**Passage to read:**
But this story is the worst, most disgusting load of dribble I've ever seen in a videogame. And I've played a lot of them.
Why tell a story about occupied Paris when you can tell the story of a drunk man trying to kill a big bad German who cheated him out of winning a race? The war is just the backdrop, see - this game is only set in occupied Paris so there are loads of Nazis standing around to shoot and run over. What fun!
The Saboteur doesn't engage with its setting at all. Devlin, the 'hero', is only recruited to the resistance so there's an excuse for missions where you blow up blimps. This is like setting a rom-com in late-sixties Vietnam - not just horribly inappropriate, but insulting to anyone with the slightest sensitivity towards the history of this period. I don't think a European studio could have made this game.
The main characterisation device is tasteless stereotyping. The Irishman - and this is enough to make any European cringe - is a foul-mouthed drunk who loves whiskey, fighting and blowing things up. The big baddie is a German race car driver who is also - wait for it - a butcher.

**Data records:**
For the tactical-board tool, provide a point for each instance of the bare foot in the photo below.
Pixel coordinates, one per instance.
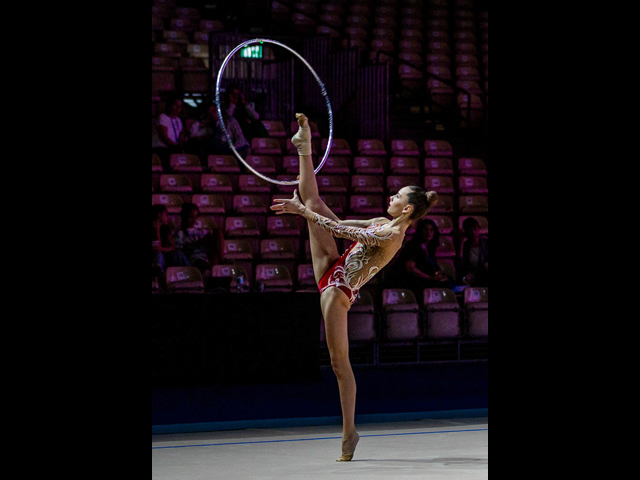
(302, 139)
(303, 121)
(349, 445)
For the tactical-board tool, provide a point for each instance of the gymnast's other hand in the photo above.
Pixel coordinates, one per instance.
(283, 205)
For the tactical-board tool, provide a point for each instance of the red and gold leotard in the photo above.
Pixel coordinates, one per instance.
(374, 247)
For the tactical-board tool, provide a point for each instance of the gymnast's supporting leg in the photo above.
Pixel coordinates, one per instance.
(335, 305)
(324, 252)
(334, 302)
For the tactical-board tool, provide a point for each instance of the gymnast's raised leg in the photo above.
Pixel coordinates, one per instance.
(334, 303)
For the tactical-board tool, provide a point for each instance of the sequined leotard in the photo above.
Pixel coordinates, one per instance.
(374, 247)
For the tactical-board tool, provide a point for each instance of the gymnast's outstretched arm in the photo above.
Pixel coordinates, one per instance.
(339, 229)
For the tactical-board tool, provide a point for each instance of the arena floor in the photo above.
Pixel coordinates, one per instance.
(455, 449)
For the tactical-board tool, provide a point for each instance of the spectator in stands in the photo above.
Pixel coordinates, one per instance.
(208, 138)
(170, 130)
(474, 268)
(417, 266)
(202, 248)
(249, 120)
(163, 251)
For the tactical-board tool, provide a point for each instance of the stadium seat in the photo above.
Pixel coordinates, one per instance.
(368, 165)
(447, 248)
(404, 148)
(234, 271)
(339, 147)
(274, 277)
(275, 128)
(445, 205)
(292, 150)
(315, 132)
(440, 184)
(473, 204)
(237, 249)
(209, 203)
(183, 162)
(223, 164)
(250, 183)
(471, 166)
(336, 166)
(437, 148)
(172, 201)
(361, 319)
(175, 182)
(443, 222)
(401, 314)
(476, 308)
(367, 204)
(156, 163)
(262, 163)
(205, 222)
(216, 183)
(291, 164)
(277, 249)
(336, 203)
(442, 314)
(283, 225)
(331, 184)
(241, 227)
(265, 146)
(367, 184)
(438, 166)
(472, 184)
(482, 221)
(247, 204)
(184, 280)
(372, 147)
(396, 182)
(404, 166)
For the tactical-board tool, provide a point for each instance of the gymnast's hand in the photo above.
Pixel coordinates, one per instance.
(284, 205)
* * *
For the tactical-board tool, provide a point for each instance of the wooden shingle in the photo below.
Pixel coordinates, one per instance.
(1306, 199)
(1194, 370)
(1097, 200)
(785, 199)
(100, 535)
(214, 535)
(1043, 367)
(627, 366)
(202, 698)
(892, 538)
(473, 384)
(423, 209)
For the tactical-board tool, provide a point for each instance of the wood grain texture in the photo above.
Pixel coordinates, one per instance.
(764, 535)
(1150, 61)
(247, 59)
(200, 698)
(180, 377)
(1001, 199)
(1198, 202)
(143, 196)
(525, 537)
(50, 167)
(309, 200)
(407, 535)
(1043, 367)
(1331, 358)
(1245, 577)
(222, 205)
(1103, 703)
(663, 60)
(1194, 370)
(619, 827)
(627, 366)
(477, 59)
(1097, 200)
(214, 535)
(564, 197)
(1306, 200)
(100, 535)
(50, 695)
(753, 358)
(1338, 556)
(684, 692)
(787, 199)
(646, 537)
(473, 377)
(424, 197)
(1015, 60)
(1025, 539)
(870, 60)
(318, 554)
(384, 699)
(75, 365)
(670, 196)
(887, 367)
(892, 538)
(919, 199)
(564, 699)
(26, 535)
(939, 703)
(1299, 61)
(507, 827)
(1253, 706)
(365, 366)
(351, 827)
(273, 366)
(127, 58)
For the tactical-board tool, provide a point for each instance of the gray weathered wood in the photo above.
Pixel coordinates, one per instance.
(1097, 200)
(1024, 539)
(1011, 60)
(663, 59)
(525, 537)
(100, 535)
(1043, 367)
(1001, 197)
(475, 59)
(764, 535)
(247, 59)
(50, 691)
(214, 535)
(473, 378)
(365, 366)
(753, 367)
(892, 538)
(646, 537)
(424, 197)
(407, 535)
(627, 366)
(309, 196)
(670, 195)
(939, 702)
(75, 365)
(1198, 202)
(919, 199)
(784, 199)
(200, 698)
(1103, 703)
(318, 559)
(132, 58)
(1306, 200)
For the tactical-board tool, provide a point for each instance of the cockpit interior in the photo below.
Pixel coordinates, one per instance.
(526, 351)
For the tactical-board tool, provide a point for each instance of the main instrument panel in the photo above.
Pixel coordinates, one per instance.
* * *
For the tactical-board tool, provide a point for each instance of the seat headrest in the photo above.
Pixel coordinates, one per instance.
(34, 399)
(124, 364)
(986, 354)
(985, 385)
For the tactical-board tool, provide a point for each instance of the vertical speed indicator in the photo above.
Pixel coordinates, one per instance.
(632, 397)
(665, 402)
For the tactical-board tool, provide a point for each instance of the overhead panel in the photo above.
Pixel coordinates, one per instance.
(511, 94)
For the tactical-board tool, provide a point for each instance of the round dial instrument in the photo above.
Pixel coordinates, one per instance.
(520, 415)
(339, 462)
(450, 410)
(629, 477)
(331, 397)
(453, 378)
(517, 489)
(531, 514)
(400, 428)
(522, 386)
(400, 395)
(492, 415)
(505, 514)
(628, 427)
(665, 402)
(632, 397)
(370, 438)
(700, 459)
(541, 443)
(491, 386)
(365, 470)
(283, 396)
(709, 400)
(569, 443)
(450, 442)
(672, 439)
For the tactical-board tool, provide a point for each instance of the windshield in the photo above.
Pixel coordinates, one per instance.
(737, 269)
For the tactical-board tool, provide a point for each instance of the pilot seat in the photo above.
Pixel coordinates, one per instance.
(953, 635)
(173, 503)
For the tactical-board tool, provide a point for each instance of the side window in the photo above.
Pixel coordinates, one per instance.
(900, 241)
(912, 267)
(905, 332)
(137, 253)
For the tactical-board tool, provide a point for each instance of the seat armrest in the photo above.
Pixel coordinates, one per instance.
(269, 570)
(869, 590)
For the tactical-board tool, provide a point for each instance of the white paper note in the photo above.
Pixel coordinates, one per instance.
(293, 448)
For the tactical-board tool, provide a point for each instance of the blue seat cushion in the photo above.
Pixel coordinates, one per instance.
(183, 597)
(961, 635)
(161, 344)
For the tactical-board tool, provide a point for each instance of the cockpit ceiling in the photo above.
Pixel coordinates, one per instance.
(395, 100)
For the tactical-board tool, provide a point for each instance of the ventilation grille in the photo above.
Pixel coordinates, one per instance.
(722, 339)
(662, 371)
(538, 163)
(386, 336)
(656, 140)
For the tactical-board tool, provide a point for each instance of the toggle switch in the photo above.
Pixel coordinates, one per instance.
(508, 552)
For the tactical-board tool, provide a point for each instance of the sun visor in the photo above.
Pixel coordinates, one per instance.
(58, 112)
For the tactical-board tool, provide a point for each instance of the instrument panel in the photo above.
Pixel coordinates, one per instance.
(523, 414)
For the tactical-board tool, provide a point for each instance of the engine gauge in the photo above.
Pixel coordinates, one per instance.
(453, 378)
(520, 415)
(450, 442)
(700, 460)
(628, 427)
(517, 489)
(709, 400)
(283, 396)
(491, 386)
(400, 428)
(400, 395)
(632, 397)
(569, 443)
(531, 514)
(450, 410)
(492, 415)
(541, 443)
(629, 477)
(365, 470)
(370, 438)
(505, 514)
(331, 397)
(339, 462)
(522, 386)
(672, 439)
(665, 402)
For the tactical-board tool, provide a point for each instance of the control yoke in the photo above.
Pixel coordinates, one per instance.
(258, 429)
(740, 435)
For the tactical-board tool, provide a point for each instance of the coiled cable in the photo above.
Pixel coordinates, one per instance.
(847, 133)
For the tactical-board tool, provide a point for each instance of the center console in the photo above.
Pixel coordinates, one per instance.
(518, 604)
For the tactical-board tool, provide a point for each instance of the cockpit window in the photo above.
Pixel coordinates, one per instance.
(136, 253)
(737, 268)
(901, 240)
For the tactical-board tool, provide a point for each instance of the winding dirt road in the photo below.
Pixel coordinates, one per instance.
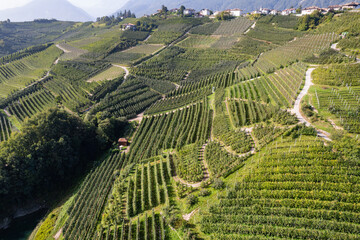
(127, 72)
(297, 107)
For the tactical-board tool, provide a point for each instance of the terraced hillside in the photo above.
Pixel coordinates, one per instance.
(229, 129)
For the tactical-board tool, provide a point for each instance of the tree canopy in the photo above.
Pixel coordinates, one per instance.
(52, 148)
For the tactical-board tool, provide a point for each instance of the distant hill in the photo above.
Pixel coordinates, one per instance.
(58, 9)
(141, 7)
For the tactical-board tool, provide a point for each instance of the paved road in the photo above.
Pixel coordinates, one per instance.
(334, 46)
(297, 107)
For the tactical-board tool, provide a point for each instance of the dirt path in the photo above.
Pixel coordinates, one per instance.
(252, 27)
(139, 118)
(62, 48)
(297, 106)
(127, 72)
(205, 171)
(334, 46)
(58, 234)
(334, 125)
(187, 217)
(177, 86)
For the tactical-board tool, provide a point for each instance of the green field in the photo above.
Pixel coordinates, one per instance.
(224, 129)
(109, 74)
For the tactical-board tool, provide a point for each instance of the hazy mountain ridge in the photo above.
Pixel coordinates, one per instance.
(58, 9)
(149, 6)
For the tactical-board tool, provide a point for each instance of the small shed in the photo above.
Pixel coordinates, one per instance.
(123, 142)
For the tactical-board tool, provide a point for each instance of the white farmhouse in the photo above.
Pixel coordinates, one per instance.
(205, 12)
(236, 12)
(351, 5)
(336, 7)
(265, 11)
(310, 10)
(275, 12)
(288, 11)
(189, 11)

**Directions for this task:**
Please list everything the review of The Saboteur says the Irishman loves.

**Solution to this task:**
- whiskey
- fighting
- blowing things up